## EXERCISE PROMPT
Your answer must restate each entry below word for word, with no pictures in it.

## WORKING DATA
++++++++++

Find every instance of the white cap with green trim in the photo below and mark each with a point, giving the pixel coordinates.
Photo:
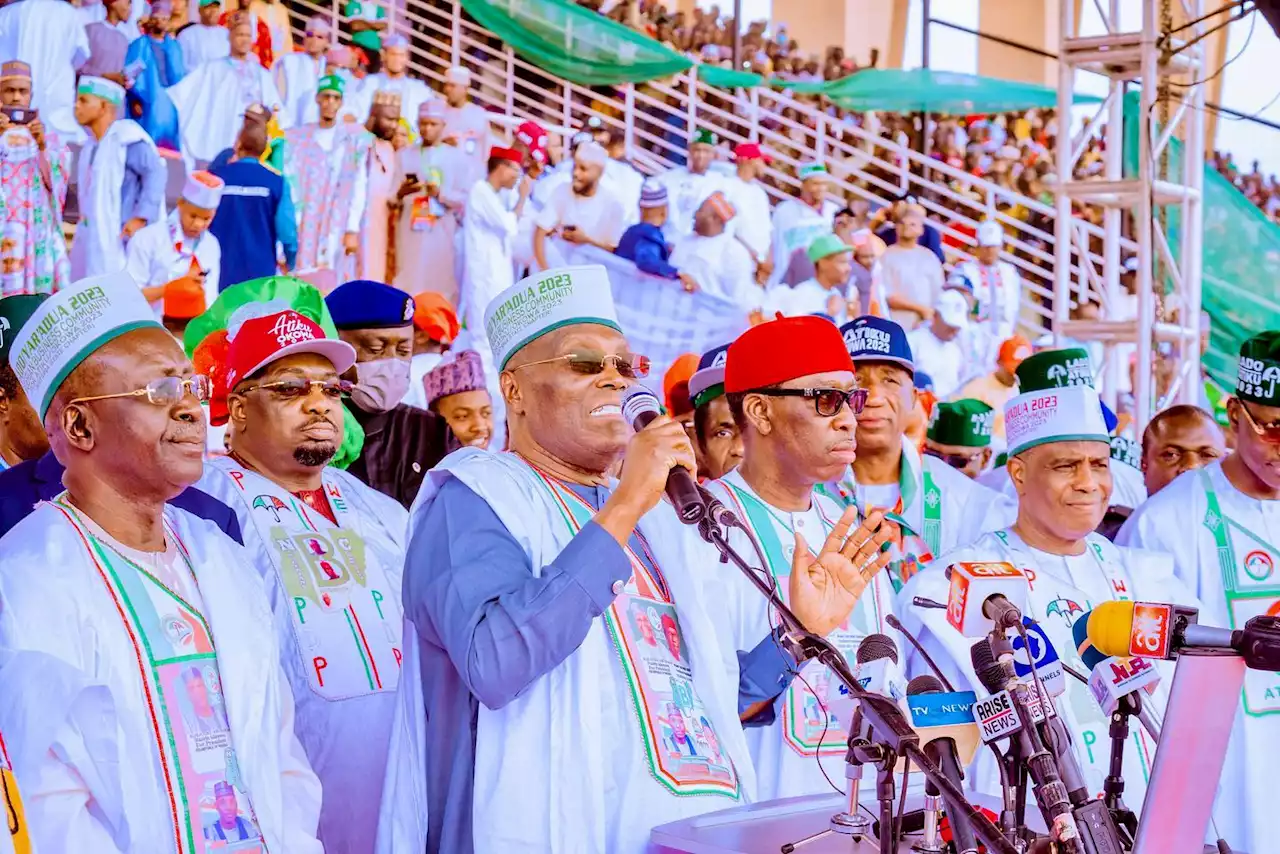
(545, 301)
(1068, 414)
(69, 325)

++++++++++

## THE COMPLETED TASK
Find every instance of the white cap with green trim in the photo below and mark each with a point, giving the pixel coordinates.
Photo:
(545, 301)
(1068, 414)
(69, 325)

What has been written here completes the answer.